» WHAT NEEDS TO BE DONE
Print all of the data exactly.

» EXERCISE MATERIAL
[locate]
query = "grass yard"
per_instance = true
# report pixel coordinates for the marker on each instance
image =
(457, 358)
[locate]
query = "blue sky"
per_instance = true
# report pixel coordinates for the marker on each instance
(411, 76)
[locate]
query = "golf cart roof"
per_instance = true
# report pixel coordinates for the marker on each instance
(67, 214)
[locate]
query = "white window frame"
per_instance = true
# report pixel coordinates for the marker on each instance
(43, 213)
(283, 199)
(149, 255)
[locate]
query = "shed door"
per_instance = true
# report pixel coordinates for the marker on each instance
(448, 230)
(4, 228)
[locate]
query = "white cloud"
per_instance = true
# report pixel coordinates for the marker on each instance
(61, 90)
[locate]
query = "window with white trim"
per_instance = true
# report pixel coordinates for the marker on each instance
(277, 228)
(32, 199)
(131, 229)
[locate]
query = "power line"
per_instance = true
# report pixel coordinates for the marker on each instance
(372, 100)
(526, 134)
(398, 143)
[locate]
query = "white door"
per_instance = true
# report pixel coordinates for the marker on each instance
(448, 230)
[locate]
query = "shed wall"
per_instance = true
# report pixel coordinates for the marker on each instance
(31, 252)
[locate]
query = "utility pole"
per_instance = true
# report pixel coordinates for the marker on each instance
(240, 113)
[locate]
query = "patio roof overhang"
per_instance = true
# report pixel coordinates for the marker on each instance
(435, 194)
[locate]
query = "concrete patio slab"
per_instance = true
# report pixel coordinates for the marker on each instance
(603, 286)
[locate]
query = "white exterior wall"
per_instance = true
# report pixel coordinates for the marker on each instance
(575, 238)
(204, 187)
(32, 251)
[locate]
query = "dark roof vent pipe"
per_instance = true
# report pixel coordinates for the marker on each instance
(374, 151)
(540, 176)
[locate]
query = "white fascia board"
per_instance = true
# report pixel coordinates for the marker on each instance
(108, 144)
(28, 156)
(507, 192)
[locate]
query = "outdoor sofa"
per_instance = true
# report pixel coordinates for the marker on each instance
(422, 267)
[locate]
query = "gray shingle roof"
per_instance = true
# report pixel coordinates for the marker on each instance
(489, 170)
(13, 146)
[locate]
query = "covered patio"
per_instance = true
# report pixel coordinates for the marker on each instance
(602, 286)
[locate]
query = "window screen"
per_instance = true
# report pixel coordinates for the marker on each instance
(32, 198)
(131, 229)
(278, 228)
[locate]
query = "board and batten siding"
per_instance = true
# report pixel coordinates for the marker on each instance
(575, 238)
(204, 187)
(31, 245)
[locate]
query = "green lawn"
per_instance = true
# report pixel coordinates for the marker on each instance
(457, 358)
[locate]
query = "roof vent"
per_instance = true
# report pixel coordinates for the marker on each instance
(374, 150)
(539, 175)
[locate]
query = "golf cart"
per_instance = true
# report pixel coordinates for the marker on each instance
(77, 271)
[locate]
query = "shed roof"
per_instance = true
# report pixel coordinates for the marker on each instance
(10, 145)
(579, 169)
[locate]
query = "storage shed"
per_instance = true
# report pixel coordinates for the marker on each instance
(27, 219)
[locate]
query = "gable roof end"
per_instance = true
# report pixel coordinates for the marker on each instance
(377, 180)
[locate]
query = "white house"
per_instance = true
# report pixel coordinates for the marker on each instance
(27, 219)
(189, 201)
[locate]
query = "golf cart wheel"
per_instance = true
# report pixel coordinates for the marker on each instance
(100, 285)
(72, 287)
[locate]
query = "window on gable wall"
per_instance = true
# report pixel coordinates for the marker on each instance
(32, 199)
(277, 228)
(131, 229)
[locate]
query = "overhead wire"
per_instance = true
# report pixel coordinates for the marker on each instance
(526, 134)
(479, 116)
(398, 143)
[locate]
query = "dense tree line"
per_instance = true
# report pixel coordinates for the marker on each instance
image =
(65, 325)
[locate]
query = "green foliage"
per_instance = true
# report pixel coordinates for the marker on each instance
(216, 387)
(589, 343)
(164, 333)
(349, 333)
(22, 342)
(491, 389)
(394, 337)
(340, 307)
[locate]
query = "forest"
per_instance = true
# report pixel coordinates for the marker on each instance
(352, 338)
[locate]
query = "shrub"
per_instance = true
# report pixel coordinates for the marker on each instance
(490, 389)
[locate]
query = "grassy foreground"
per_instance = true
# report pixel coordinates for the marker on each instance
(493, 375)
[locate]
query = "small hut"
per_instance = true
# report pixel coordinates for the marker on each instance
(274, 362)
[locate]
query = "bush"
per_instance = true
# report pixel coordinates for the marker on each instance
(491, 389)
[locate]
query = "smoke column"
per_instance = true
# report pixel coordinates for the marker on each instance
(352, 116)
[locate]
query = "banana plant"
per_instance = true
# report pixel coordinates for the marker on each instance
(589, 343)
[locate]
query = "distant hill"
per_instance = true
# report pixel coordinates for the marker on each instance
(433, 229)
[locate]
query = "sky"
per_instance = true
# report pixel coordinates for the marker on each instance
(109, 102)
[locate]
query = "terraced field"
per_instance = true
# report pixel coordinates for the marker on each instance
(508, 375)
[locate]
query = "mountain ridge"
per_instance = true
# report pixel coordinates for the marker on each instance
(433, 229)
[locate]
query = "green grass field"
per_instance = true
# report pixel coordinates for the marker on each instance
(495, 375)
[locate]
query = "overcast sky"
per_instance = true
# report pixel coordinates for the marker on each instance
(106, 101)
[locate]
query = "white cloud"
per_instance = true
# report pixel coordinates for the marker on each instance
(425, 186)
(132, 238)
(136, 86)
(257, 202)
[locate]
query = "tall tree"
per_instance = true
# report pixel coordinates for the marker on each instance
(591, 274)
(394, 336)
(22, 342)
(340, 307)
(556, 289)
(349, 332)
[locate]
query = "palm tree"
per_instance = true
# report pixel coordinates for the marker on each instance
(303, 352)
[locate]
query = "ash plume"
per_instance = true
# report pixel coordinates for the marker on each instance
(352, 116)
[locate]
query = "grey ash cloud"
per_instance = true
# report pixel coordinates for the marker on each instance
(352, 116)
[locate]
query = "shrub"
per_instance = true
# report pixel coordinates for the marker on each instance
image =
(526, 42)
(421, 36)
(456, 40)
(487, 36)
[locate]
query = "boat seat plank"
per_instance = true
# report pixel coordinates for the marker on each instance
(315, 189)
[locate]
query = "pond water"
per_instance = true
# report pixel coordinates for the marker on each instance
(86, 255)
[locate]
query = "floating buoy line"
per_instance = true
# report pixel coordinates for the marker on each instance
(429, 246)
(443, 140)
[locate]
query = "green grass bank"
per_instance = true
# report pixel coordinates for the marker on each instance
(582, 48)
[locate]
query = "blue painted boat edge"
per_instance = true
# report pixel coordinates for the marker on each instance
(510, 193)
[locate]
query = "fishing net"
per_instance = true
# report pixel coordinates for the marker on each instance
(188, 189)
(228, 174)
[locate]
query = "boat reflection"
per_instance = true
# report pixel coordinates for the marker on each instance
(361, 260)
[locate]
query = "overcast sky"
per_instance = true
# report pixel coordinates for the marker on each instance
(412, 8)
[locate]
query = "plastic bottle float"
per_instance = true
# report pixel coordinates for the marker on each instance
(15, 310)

» RESPONSE BELOW
[locate]
query = "grass yard"
per_instance = true
# report pixel coordinates for the marker on each instance
image =
(457, 358)
[locate]
query = "blue sky"
per_instance = true
# report pixel coordinates for the marker on each instance
(411, 76)
[locate]
query = "golf cart roof"
per_instance = true
# report pixel coordinates for the marker on each instance
(67, 214)
[locate]
query = "white window frame"
per_instance = true
# report pixel coordinates for the marker on each instance
(43, 213)
(283, 199)
(149, 255)
[locate]
query = "shed door"
per_instance = true
# report pixel coordinates for the marker on each instance
(448, 230)
(4, 228)
[locate]
query = "white cloud"
per_instance = true
# report pixel coordinates for the marker on each instance
(61, 90)
[locate]
query = "window with white trim"
per_instance = true
# report pixel coordinates for the marker on each instance
(277, 228)
(32, 199)
(131, 229)
[locate]
query = "power line"
per_instance = true
# report pixel coordinates for the marker on each instance
(372, 100)
(526, 134)
(398, 143)
[locate]
query = "white door"
per_instance = true
# report pixel coordinates for the marker on each instance
(448, 230)
[locate]
query = "shed wall"
per_instance = true
# report pixel coordinates for the marker on each instance
(31, 252)
[locate]
query = "utility pole"
per_instance = true
# report pixel coordinates for the marker on each instance
(240, 113)
[locate]
query = "patio roof overhang"
per_instance = true
# report pixel coordinates for the marker on each instance
(435, 194)
[locate]
query = "concrete patio slab"
per_instance = true
# report pixel coordinates for the marker on each instance
(603, 286)
[locate]
query = "white exterior wall"
per_instance = true
# report pixel coordinates for the marker on each instance
(575, 238)
(204, 187)
(32, 251)
[locate]
query = "dark roof vent pipe"
per_instance = true
# report pixel coordinates for the marker on each instance
(374, 151)
(540, 176)
[locate]
query = "white fascia board"
per_instance = true
# report pixel coordinates for the marker on each instance
(108, 144)
(28, 156)
(507, 192)
[locate]
query = "outdoor sofa"
per_instance = true
# report pixel coordinates for the marker on each instance
(422, 267)
[locate]
query = "gray shingle roof"
per_instance = true
# report pixel coordinates for the marker on each instance
(489, 170)
(13, 146)
[locate]
query = "covered patio"
per_instance = true
# report pixel coordinates for the marker on each instance
(602, 286)
[locate]
query = "window screen"
per_instance = true
# report pixel coordinates for the marker on each instance
(32, 198)
(131, 229)
(278, 228)
[locate]
query = "board and batten siding"
per_instance = true
# report pixel coordinates for the marker on each instance
(575, 238)
(204, 187)
(31, 245)
[locate]
query = "green lawn"
per_instance = true
# report pixel coordinates for the marker on each instance
(457, 358)
[locate]
query = "roof vent"
per_instance = true
# report pixel coordinates for the marker on each instance
(374, 150)
(539, 175)
[locate]
query = "golf cart"
per_instance = true
# report pixel coordinates for the marker on each instance
(77, 271)
[locate]
query = "shed roof"
per_instance = true
# report pixel coordinates for the marker on each instance
(10, 145)
(579, 169)
[locate]
query = "storage shed"
per_instance = true
# report pixel coordinates for the marker on each instance
(27, 219)
[locate]
query = "gable roof end"
per_instance = true
# report pixel coordinates for the marker on each instance
(377, 180)
[locate]
query = "white house"
per_instance = true
# report pixel coordinates for the marker on each instance
(27, 219)
(189, 201)
[locate]
query = "golf cart wheel"
per_instance = true
# report pixel coordinates for the marker on each instance
(100, 285)
(72, 287)
[locate]
query = "window on gable wall"
per_instance = true
# report pixel coordinates for the marker on each instance
(32, 199)
(277, 228)
(131, 229)
[locate]
query = "overhead wire"
per_instance = true
# report pixel coordinates for the marker on each instance
(526, 134)
(479, 116)
(398, 143)
[locate]
query = "dense tree line"
per_instance = true
# report pixel coordinates for the marker on each instance
image =
(65, 325)
[locate]
query = "green foliage"
per_instance = true
# report pixel coordinates for the marker on each instance
(216, 387)
(589, 343)
(164, 333)
(349, 333)
(22, 342)
(491, 389)
(394, 337)
(340, 307)
[locate]
query = "forest"
per_instance = true
# report pixel coordinates for the marker on each instance
(352, 338)
[locate]
query = "shrub"
per_instance = true
# report pixel coordinates for the marker on each instance
(490, 389)
[locate]
query = "grassy foreground"
per_instance = true
# report pixel coordinates for the marker on each instance
(493, 375)
[locate]
query = "small hut"
per_instance = true
# report pixel coordinates for the marker on each instance
(274, 362)
[locate]
query = "bush"
per_instance = true
# report pixel coordinates for the marker on each instance
(491, 389)
[locate]
query = "smoke column"
per_instance = true
# report pixel coordinates for the marker on each instance
(352, 116)
[locate]
query = "banana plant"
per_instance = true
# report pixel coordinates for the marker on each instance
(589, 343)
[locate]
query = "distant hill"
per_instance = true
# report pixel coordinates for the marker on each instance
(433, 229)
[locate]
query = "sky"
per_instance = true
# report pixel coordinates for the marker on each instance
(109, 102)
[locate]
query = "terraced field"
per_instance = true
# report pixel coordinates for the marker on each instance
(508, 375)
[locate]
query = "mountain ridge"
per_instance = true
# report pixel coordinates for the marker on each instance
(433, 229)
[locate]
query = "green grass field"
per_instance = true
# report pixel coordinates for the marker on each instance
(495, 375)
[locate]
query = "overcast sky"
per_instance = true
# report pixel coordinates for the marker on each instance
(106, 101)
[locate]
query = "white cloud"
per_instance = true
# report pixel coordinates for the marker on each instance
(425, 186)
(132, 238)
(136, 86)
(257, 202)
[locate]
query = "tall tree"
per_instance = true
# report pixel coordinates for the marker on each instance
(591, 274)
(394, 336)
(22, 342)
(340, 307)
(556, 289)
(349, 332)
[locate]
query = "palm tree"
per_instance = true
# report pixel coordinates for the marker on each instance
(303, 352)
[locate]
query = "ash plume"
per_instance = true
# report pixel coordinates for the marker on each instance
(352, 116)
[locate]
query = "grey ash cloud"
per_instance = true
# report pixel coordinates for the marker on each instance
(352, 116)
[locate]
query = "shrub"
per_instance = true
# report pixel coordinates for the marker on each instance
image =
(526, 42)
(421, 36)
(456, 40)
(487, 36)
[locate]
query = "boat seat plank"
per_instance = true
# report pixel coordinates for the marker on each instance
(315, 189)
[locate]
query = "pond water"
per_instance = true
# report pixel coordinates for the marker on each instance
(86, 255)
[locate]
query = "floating buoy line"
per_instance = true
# report pixel coordinates for the marker on each instance
(429, 246)
(443, 140)
[locate]
query = "green grass bank"
per_instance = true
# report pixel coordinates for the marker on each instance
(582, 48)
[locate]
query = "blue painted boat edge"
per_instance = true
# report pixel coordinates for the marker on each instance
(510, 193)
[locate]
query = "fishing net"
per_instance = true
# report pixel coordinates for the marker on each instance
(188, 189)
(228, 174)
[locate]
query = "boat reflection"
per_instance = true
# report pixel coordinates for the marker on each instance
(361, 260)
[locate]
query = "overcast sky"
per_instance = true
# report pixel coordinates for the marker on each instance
(412, 8)
[locate]
query = "plastic bottle float"
per_instance = true
# report pixel coordinates for the marker on each instance
(15, 310)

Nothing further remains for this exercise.